Reproduce every one of the records below word for word, but leave the pictures out of your answer.

(Data items)
◇ ◇ ◇ ◇
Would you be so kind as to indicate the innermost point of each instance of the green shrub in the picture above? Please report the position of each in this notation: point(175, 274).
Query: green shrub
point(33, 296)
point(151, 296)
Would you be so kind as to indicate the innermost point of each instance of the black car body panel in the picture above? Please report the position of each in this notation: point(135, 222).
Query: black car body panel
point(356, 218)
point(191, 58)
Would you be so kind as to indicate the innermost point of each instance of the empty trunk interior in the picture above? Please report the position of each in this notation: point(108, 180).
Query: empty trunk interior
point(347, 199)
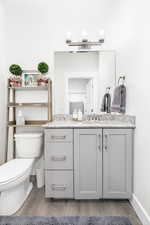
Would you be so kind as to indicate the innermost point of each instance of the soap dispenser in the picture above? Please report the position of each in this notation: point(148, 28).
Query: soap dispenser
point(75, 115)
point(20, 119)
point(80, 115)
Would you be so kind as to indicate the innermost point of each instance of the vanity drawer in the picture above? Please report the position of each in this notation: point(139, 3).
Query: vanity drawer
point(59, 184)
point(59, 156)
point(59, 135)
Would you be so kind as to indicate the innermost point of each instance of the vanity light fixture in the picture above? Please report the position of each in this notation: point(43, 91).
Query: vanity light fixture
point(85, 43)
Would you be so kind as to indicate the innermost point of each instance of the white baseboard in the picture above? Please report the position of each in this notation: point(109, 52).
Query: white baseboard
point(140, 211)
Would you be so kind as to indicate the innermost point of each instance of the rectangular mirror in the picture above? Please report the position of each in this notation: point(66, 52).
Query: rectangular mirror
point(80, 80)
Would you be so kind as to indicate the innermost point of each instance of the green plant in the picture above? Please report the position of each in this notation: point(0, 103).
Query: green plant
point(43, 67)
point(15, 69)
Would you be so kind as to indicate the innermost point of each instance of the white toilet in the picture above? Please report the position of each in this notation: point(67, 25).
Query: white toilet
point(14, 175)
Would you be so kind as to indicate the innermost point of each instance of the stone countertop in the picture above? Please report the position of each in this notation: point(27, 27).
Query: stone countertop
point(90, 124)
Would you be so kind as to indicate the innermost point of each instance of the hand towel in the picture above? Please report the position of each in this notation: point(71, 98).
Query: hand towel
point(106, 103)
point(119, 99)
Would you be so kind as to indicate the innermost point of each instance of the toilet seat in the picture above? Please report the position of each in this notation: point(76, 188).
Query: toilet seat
◇ ◇ ◇ ◇
FINISHED ANSWER:
Would you be so kind as to indicate the innermost point of each instance of the green shrub in the picture above? Please report the position of each in this notation: point(175, 274).
Query: green shrub
point(33, 296)
point(151, 296)
Would you be so kind as to indicate the innermost point of each instance of the black car body panel in the picture above? Please report the position of each in this notation: point(135, 222).
Query: black car body panel
point(356, 218)
point(191, 58)
Would you be so kind as to indicate the innermost point of each instance of the empty trunk interior in the picture above? Please report the position of each in this notation: point(108, 180).
Query: empty trunk interior
point(347, 199)
Would you be so kind as to indicate the innermost point of each instance of the soap dispenser in the picture above? Please report the position of each in this notation: point(148, 28).
Query: soap dispenser
point(75, 115)
point(20, 119)
point(80, 115)
Would you be so kind as to indicate the innermost point of each instance of the vanity drawer in the picture above? Please report the position of each in this notation: point(139, 3).
Query: vanity drawer
point(59, 184)
point(59, 156)
point(59, 135)
Would you be so kind as to indicate the innermost point of each instance of the vanity light fixture in the picture above? Please report the position of each in this notation: point(43, 91).
Query: vanity light fixture
point(85, 43)
Would you be so kind as to indicate the innermost point of each instance of the white baseboard in the picture above? Please report the position of each in this notation: point(109, 52).
Query: white baseboard
point(140, 211)
Would you be so kind as to indicate the innermost point of each instance of the rectangular mirror in the picture above? Please report the position of each in this notation: point(66, 52).
Query: rectangular mirror
point(80, 80)
Would you be so kind as to indicate the innermost point of each instance of the green plant in the picture above? Please report the position of each in this notation: point(0, 103).
Query: green plant
point(43, 67)
point(15, 69)
Would you be so kind as to indicate the innermost point of each instance of the white toilet in the picture above? Please report the position of each in this notation: point(67, 25).
Query: white toilet
point(14, 175)
Would you be so kind as to indicate the innermost point of each instance of the stone countertop in the picture above? Please report the position of each in this notation: point(27, 27).
Query: stone countertop
point(90, 124)
Would you be so kind as to indicate the innermost point of each instance of the hand towel in the picture above? Please report the position of each in this notation: point(71, 98).
Query: hand towel
point(106, 103)
point(119, 99)
Would you be so kind as to indicate the innermost point of each instance of the toilet seat in the picture above? Please report the position of each in this notation: point(76, 188).
Query: toilet seat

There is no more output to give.